Rewrite each line of the items below as a JSON list of strings, one string per line, omitting blank lines.

>>

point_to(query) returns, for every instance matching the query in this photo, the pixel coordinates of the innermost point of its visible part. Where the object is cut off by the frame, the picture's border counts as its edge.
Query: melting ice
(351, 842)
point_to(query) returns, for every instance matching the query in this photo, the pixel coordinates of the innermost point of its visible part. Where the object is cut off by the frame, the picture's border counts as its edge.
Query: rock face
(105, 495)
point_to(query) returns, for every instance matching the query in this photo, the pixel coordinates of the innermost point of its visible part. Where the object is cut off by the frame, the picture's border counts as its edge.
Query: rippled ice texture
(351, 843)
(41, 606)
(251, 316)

<<

Solution below:
[
  "point_to(query) returns, for every instance matching the query in this photo, the pixel coordinates of the innermost point of its visible part. Where the object is cut off by the frame, the picture's border counts as its edge.",
  "Query: melting ice",
  "(351, 842)",
  "point_to(query) returns, for every instance matching the query in this photo, the pixel coordinates of the innermost point of its visible part. Where the object is cut off by the frame, the picture's border counts as its edge.",
  "Query: rock face",
  "(105, 495)",
  "point_to(query) returns, for every instance matching the query in this photo, the pixel coordinates of the innermost point of its visible part. Where the object is cut off by the frame, the picture's border counts as its edge.",
  "Query: rippled ice texture",
  "(351, 843)",
  "(41, 606)",
  "(251, 316)"
]